▸ **What this exercise asks**
[a] In the sermon excerpt on divine discipline, what five points does the speaker list?
[b] Summarize the sermon excerpt on divine discipline in two sentences.
[c] Extend the sermon excerpt on divine discipline, picking up after its final sentence.

▸ **Excerpt**
(begin)

They forgot that this was the means by which God was going to cause them to endure their race. They began thinking wrongly about their trials and their discipline. Some commentators think maybe they began to believe the lies that they were enduring these trials because God was angry with them. Like many of the Greek gods, they were angry, so they were lashing out at them. Maybe they thought God’s angry with them because they left Judaism. Maybe they thought that if God was really happy with them, then they would have relief from all this pain. They would be at peace with prosperity and ease. They had totally forgotten, the author of Hebrews tells us, that all the difficulty that the Lord was bringing into their lives, it was the loving hand of God to discipline them, to train them, to condition them that they might continue to run faithfully.

And so, this whole section, is the author’s attempt to remind them, help them think rightly about their trials, their difficulties. And that’s what we see in this passage, it’s going to, it’s going to help us think rightly about our difficulties, our trials, the things that come into our life. So, here we have an exhortation to think rightly about the difficulties in our life, the trials, the training that the Lord puts us through, the correction that the Lord brings into our life. It’s going to teach us how to view it rightly that we might not lose heart.

And we will see this in this passage in five points, I’ll list them here for you briefly and then we’ll move on. The extreme of divine discipline, the exhortation of divine discipline, the motivation of divine discipline, the superiority of divine discipline, and the perspective of divine discipline and I’ll repeat those as we go. But the extreme of divine discipline, look at verse 4 with me again. The author says you have not yet resisted to the point of shedding your blood in your striving against sin. I think as I have read this verse in the past, I took this term sin to me and be in the most broadest sense possible. In other words, I saw it as a reminder that these Christians, they had not struggled against temptation and sin in general so much that they had shed blood over it.

(end)

▸ **Dataset extract**
(begin)

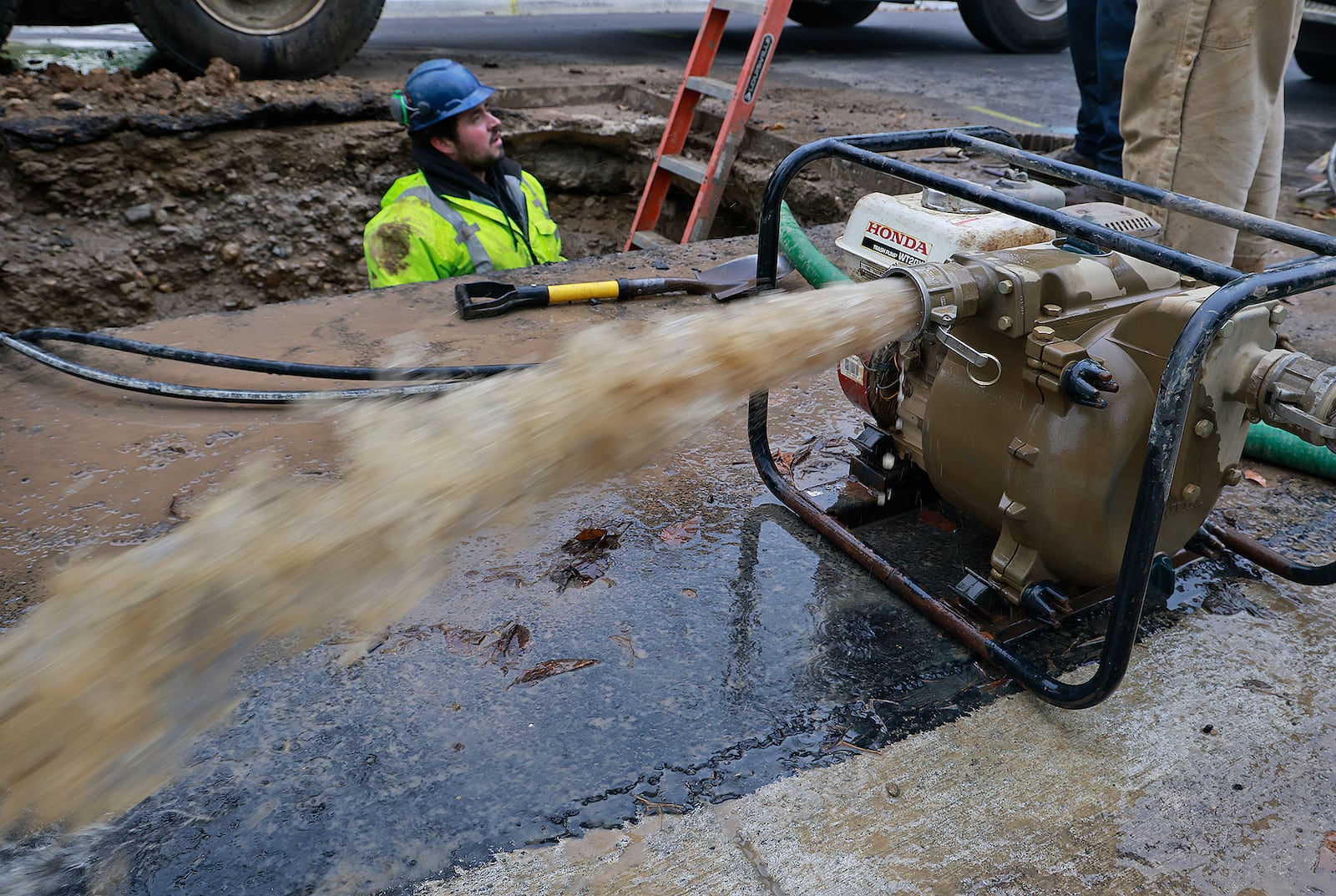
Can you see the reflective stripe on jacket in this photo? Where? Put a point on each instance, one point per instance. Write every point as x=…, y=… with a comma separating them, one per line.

(end)

▸ **Solved tasks**
[a] The extreme, the exhortation, the motivation, the superiority, and the perspective of divine discipline.

[b] The readers of Hebrews had forgotten that their hardships were God's loving discipline meant to train them to keep running faithfully, and some may have believed God was angry with them. The author's section reminds them to think rightly about their trials so they do not lose heart, and the speaker sets out five points on divine discipline, beginning with its extreme in verse 4.

[c]
And I think most of us are probably in this category. We’ve never shed blood in resisting temptation. But to be more clear, every commentator I read clarifies and narrows the meaning of sin here, either to refer to the sin of unbelief and apostasy, or just as a representation of all those who oppose Christianity. It is a reference to martyrdom and opposing all those who oppose the Church, resisting that temptation to forsake Christ and have relief from persecution, which makes perfect sense in this context. These Christians who were being encouraged to not grow weary, not faint, not to turn back to Judaism.

He is reminding them that they have yet to struggle to the point of resisting their persecutors to death. They have yet resisted unto death, turning away from Christ. They had given up many things, suffered many things, but they had yet to give their lives to the cause of Christ. So why does the author point out the obvious? I mean, we all know we haven’t died yet, right? That’s obvious, why does he point out the obvious? Well, he is reminding them that they have yet to sacrifice their lives, which they freely offered to Christ in The Gospel.

Willingness to forsake life is at the heart of the demands of The Gospel. Jesus promised those who followed him that if the world hated him, they would hate us as well, if they killed him, we must be ready for them to do the same to us. This is why Jesus told people who followed him count the cost. These are the extreme demands of The Gospel, it is free, but it does cost us our life. The author of Hebrews is reminding these Christians of the extreme demands of The Gospel, of the discipleship that they committed to when they followed Jesus. The author’s trying to strengthen those who are about to faint in heart.

He is reminding them of what they committed to in The Gospel and that the Lord has yet to demand that of them. They have not yet given their lives to the cause of Christ as martyrs, and for that they should be encouraged because that is what they all committed to in following Christ. Well, what we find here is that it is common to be discouraged with severe trials and tribulations, to want to faint in heart. When the Lord has his hand of discipline upon our life, it is easy to become discouraged. But when we feel that we can’t bear it, we have to remember what we committed to when we came to him. We committed to be willing to give up our lives and most of us as Americans are far from that in our struggle and in our trials.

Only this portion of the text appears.